Task instructions — Read through the material below and copy each line in which the word "apse" occurs.

- - -

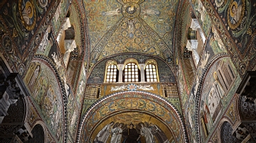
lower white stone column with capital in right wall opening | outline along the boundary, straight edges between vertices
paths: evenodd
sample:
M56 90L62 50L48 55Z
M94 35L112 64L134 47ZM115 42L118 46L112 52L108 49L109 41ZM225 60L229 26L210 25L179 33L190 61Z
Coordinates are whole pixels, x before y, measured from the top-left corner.
M192 52L193 61L196 64L196 67L198 66L198 62L200 60L200 57L197 52L198 47L198 41L197 40L188 40L186 47L189 51Z

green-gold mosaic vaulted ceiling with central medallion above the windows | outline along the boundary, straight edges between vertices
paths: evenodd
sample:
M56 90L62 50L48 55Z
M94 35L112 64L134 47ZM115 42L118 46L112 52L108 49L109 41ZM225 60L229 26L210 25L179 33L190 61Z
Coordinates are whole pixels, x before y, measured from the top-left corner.
M90 63L124 52L173 59L178 1L83 1L90 36Z

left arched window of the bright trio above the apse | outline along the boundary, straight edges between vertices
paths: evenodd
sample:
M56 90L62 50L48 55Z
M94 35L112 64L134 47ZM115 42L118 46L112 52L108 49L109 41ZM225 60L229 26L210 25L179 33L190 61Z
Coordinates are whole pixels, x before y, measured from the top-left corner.
M118 69L117 62L109 61L107 62L105 82L117 82L118 81Z

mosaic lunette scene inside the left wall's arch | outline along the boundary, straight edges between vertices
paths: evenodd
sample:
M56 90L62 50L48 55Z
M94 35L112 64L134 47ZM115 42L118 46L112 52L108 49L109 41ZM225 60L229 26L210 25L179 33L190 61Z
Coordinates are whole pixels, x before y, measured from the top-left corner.
M63 101L55 74L46 64L34 60L24 81L27 82L31 98L40 108L46 125L60 141L63 139Z

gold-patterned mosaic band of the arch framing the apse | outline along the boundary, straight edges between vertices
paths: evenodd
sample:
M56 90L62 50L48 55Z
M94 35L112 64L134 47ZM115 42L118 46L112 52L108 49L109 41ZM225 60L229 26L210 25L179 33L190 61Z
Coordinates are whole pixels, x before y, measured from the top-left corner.
M163 106L164 105L164 106ZM113 114L122 113L122 110L125 112L127 110L144 110L144 112L155 115L165 122L166 125L171 127L171 130L174 134L175 142L184 142L183 140L183 130L181 127L181 122L179 122L179 117L176 114L177 110L174 110L169 105L166 105L164 101L159 101L154 96L149 96L148 94L144 94L143 92L124 92L112 95L111 98L105 98L104 100L94 105L95 107L90 108L90 113L86 113L87 117L83 118L83 130L81 136L81 142L87 142L88 137L91 137L93 127L102 122L103 118L108 117ZM88 111L87 111L88 112ZM138 111L139 112L139 111ZM132 113L127 113L132 114ZM144 120L149 122L150 120L146 120L145 118L138 116L140 120L134 120L135 123L139 123ZM149 118L150 119L150 118ZM127 120L122 119L121 116L119 118L120 121L125 121L125 124L129 124ZM171 137L171 136L170 136Z

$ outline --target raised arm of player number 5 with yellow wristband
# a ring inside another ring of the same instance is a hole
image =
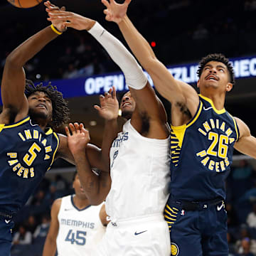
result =
[[[55,25],[58,24],[60,23],[57,22]],[[61,30],[63,25],[60,24],[60,26],[57,27]],[[11,117],[14,118],[13,122],[17,122],[28,114],[28,101],[24,95],[26,77],[23,65],[60,34],[55,33],[55,31],[50,26],[44,28],[34,36],[31,36],[31,38],[28,38],[6,58],[1,81],[3,114],[1,114],[0,122],[5,113],[9,115],[9,120],[8,118],[5,119],[5,122],[9,122]]]

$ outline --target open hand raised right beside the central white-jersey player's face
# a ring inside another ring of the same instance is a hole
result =
[[[94,107],[104,119],[116,119],[118,117],[119,103],[115,87],[105,92],[104,96],[100,95],[100,106],[95,105]]]

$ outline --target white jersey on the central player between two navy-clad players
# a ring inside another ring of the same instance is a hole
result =
[[[169,196],[170,138],[149,139],[130,120],[110,149],[112,184],[106,199],[111,220],[162,214]]]

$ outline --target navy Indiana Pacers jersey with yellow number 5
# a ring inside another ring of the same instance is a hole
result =
[[[59,138],[26,117],[0,124],[0,211],[16,213],[53,164]]]

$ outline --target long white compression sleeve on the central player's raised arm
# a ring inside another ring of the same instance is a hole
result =
[[[146,86],[147,78],[142,67],[117,38],[97,22],[88,32],[107,50],[114,63],[119,65],[129,87],[140,90]]]

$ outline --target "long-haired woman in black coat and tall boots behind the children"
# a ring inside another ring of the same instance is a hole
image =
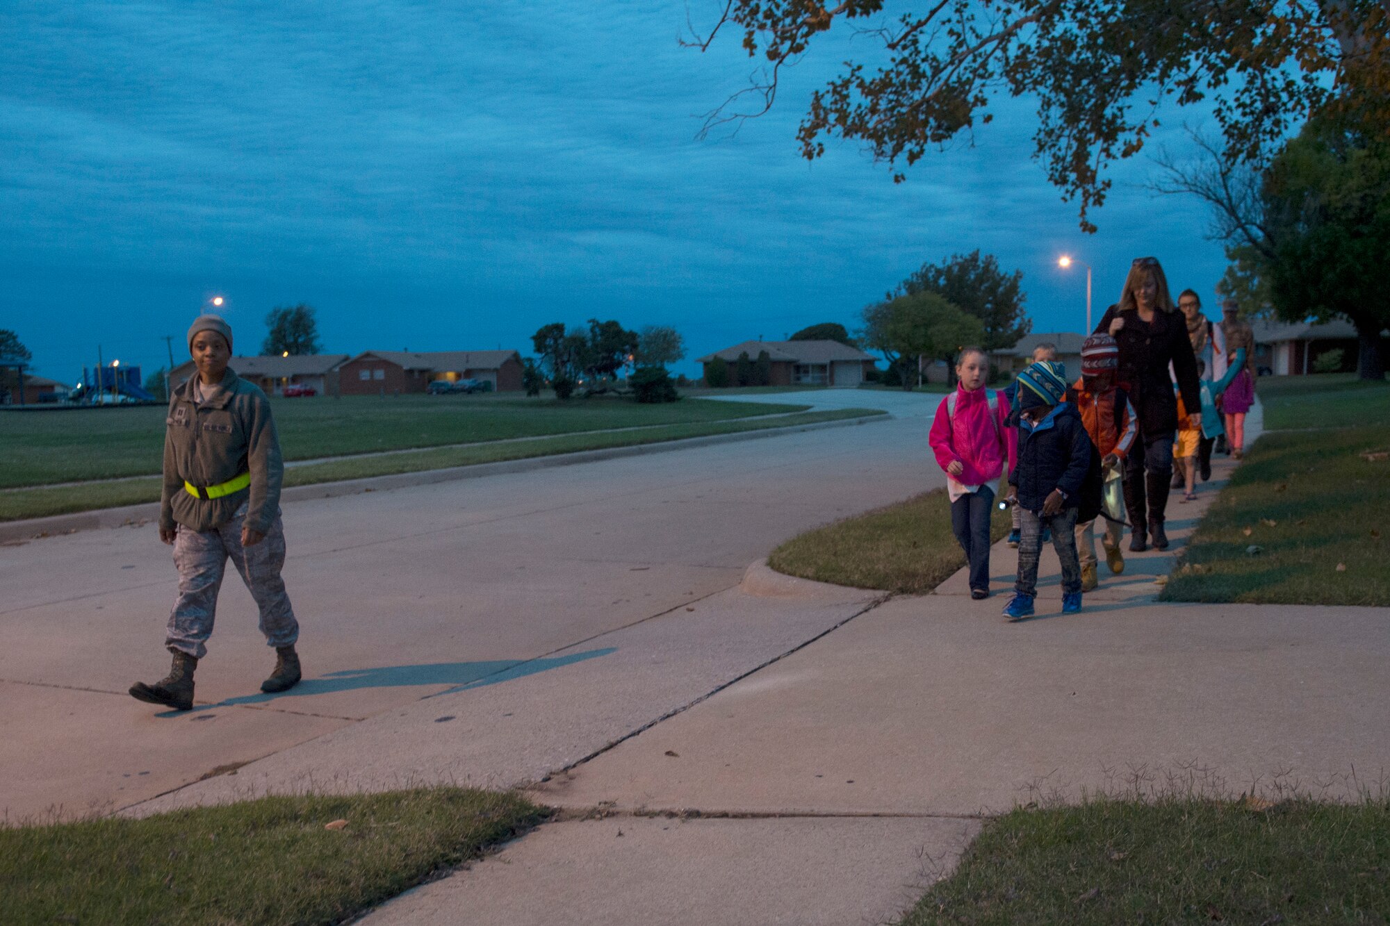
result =
[[[1101,332],[1119,343],[1119,381],[1138,416],[1138,439],[1125,460],[1130,549],[1143,552],[1147,548],[1145,527],[1154,548],[1168,549],[1163,509],[1173,476],[1177,431],[1177,398],[1169,364],[1183,393],[1183,406],[1195,410],[1190,419],[1201,420],[1202,403],[1187,324],[1173,306],[1168,277],[1156,257],[1140,257],[1130,266],[1119,303],[1111,306],[1095,325],[1095,334]]]

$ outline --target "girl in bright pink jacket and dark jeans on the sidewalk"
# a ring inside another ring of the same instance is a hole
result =
[[[994,487],[1013,469],[1017,432],[1006,424],[1009,400],[988,389],[990,357],[980,348],[956,356],[956,391],[941,400],[929,442],[947,473],[951,530],[970,562],[970,596],[990,596],[990,519]],[[1008,464],[1008,469],[1005,469]]]

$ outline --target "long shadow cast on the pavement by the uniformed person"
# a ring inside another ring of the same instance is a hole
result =
[[[452,685],[435,694],[453,694],[468,688],[495,685],[500,681],[510,681],[524,676],[534,676],[539,672],[559,669],[575,662],[596,659],[617,652],[617,647],[603,649],[587,649],[584,652],[569,653],[542,659],[496,659],[486,662],[434,662],[414,666],[378,666],[375,669],[343,669],[329,672],[320,679],[306,679],[289,691],[278,694],[254,694],[239,698],[227,698],[210,705],[197,705],[193,712],[211,710],[213,708],[231,708],[236,705],[257,705],[278,701],[281,698],[300,698],[304,695],[334,694],[338,691],[357,691],[360,688],[406,688],[411,685]],[[430,695],[435,697],[435,695]],[[188,710],[167,710],[158,717],[186,716]]]

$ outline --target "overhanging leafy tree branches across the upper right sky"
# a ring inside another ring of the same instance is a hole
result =
[[[781,70],[837,21],[877,17],[884,0],[728,0],[687,42],[708,49],[727,25],[764,64],[713,110],[705,132],[762,115]],[[796,132],[801,153],[856,139],[876,160],[912,165],[970,139],[999,95],[1036,99],[1036,157],[1087,231],[1105,202],[1105,168],[1133,157],[1163,99],[1211,107],[1233,160],[1255,160],[1311,113],[1334,107],[1390,122],[1390,0],[934,0],[860,32],[881,42],[866,68],[847,61],[816,90]],[[881,61],[881,63],[880,63]],[[746,107],[745,100],[753,106]]]

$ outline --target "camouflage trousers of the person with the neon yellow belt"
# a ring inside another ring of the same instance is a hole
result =
[[[178,566],[178,601],[170,615],[164,645],[202,659],[207,638],[213,635],[217,616],[217,592],[222,587],[227,560],[240,573],[242,581],[260,608],[260,631],[271,647],[289,647],[299,640],[299,622],[289,606],[279,570],[285,564],[285,528],[279,513],[253,546],[242,546],[243,503],[232,520],[210,531],[195,531],[179,524],[174,539],[174,564]]]

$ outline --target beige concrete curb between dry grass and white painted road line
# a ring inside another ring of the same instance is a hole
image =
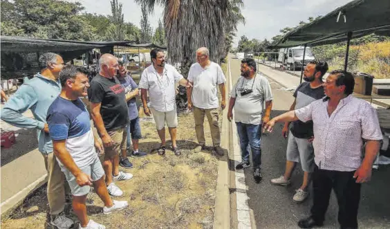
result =
[[[226,101],[228,101],[228,93],[226,93],[226,97]],[[222,113],[221,147],[223,149],[229,149],[229,121],[227,117],[228,107]],[[226,150],[225,155],[219,158],[218,162],[214,206],[213,228],[230,228],[229,153]]]

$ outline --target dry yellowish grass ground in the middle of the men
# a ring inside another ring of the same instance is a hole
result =
[[[196,135],[192,113],[180,115],[178,123],[178,147],[183,154],[175,156],[167,150],[165,156],[159,156],[153,150],[159,145],[156,127],[150,119],[142,118],[140,149],[151,154],[131,158],[134,167],[128,172],[134,178],[117,183],[124,196],[115,199],[129,201],[129,208],[106,216],[102,201],[90,193],[87,208],[91,219],[106,228],[212,228],[218,158],[212,152],[193,152]],[[210,145],[207,121],[205,136]],[[1,228],[45,228],[48,205],[44,188],[3,219]]]

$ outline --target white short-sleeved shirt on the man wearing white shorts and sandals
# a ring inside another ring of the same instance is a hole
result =
[[[160,112],[168,112],[175,109],[175,84],[181,79],[183,75],[180,75],[174,66],[165,64],[163,75],[160,75],[152,64],[142,72],[138,87],[148,90],[150,107]]]

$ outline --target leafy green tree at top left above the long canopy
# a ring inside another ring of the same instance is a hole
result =
[[[80,15],[80,3],[51,0],[1,1],[1,35],[46,39],[97,39],[95,28]]]

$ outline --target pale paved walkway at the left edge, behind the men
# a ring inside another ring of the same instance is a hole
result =
[[[32,117],[30,111],[26,111],[24,115]],[[3,214],[44,183],[46,170],[44,158],[37,149],[35,130],[13,127],[3,121],[1,121],[1,129],[15,131],[17,135],[16,143],[12,147],[1,148],[1,214]]]

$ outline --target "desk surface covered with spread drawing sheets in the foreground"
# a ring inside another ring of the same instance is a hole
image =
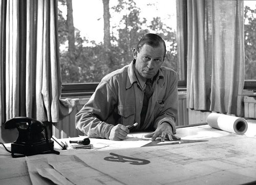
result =
[[[204,142],[176,145],[166,142],[166,145],[141,147],[143,142],[150,143],[138,139],[143,133],[119,142],[92,138],[92,150],[27,157],[30,174],[25,157],[11,158],[0,147],[0,184],[29,184],[30,179],[33,182],[36,179],[31,178],[31,174],[35,177],[46,169],[51,172],[55,169],[76,184],[244,184],[256,181],[256,138],[252,137],[255,134],[237,135],[203,125],[178,128],[177,135],[182,140]],[[42,160],[45,165],[38,163]],[[37,166],[37,171],[31,166]]]

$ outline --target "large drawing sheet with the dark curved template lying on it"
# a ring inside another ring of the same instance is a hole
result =
[[[256,180],[254,146],[254,138],[229,134],[203,143],[67,153],[83,161],[84,182],[242,184]],[[79,172],[72,170],[65,171]]]

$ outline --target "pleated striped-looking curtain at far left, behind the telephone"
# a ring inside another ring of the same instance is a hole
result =
[[[1,6],[1,123],[18,116],[58,122],[76,100],[60,100],[57,1],[4,0]]]

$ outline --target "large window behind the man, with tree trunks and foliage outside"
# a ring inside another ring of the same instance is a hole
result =
[[[133,60],[132,49],[146,33],[163,37],[167,49],[164,65],[177,73],[181,70],[176,1],[58,0],[58,9],[63,84],[100,82]]]

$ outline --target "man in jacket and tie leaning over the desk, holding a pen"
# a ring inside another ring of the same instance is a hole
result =
[[[143,36],[134,60],[101,80],[86,105],[76,114],[76,128],[89,137],[124,140],[127,126],[134,131],[154,131],[152,141],[161,136],[179,139],[175,121],[178,114],[178,77],[161,66],[166,47],[156,34]]]

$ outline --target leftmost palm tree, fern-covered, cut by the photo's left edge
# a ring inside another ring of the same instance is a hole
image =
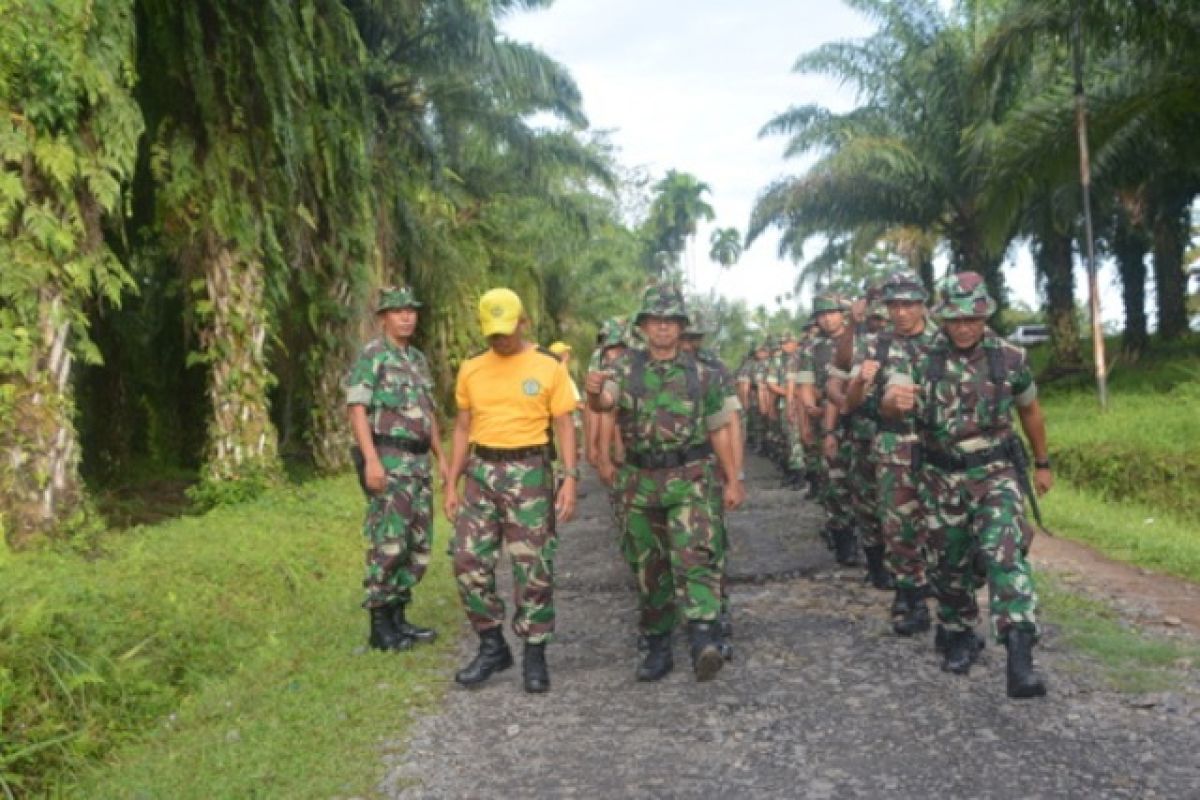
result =
[[[104,236],[133,174],[128,2],[26,2],[0,26],[0,529],[20,547],[86,522],[74,365],[86,306],[132,281]]]

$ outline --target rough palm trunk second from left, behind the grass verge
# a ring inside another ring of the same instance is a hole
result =
[[[278,440],[266,392],[266,309],[263,269],[209,234],[204,281],[210,311],[200,331],[209,362],[210,416],[205,483],[262,481],[280,474]]]

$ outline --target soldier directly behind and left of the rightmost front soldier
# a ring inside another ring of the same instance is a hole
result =
[[[876,333],[856,350],[850,396],[880,422],[872,452],[883,548],[882,553],[868,553],[868,559],[871,563],[886,559],[896,590],[892,603],[893,630],[900,636],[912,636],[928,631],[930,625],[925,604],[930,593],[925,578],[928,529],[917,494],[919,438],[912,417],[882,419],[878,409],[886,377],[912,374],[916,362],[932,345],[937,330],[926,320],[928,294],[914,273],[895,272],[882,289],[892,330]]]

- - -

Task result —
left arched window of the bright trio above the apse | outline along the boundary, straight edges between vertices
gold-patterned mosaic band of the arch framing the apse | outline along the boundary, straight edges between vertices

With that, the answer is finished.